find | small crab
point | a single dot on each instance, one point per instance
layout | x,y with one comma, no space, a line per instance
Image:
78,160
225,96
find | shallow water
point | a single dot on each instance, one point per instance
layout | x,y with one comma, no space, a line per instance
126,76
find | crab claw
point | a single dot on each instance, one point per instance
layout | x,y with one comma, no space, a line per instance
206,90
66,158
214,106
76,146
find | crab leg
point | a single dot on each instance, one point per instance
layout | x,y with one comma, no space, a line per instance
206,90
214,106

━━━━━━

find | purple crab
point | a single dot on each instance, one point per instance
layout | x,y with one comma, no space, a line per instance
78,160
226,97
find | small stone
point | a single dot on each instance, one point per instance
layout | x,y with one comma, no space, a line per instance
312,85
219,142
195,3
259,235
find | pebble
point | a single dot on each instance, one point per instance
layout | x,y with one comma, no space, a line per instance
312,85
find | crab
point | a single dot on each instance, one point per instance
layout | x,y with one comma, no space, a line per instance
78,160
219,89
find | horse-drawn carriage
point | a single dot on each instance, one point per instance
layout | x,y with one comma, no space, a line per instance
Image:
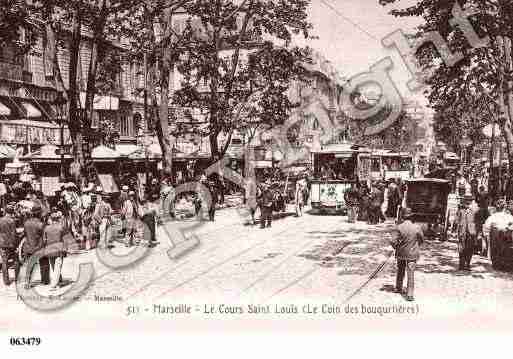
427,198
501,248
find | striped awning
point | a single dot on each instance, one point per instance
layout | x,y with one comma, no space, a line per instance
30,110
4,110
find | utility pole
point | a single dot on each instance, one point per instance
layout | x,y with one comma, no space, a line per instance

━━━━━━

#### What you are asked to do
Report every line from the entries above that contains the string "find", copying each such line in full, and treat uppercase and lowercase as different.

#### Correct answer
find | small crab
find | shallow water
find | crab claw
find | crab leg
find | purple crab
find | small stone
find | pebble
find | crab
find | horse-drawn carriage
find | striped awning
find | utility pole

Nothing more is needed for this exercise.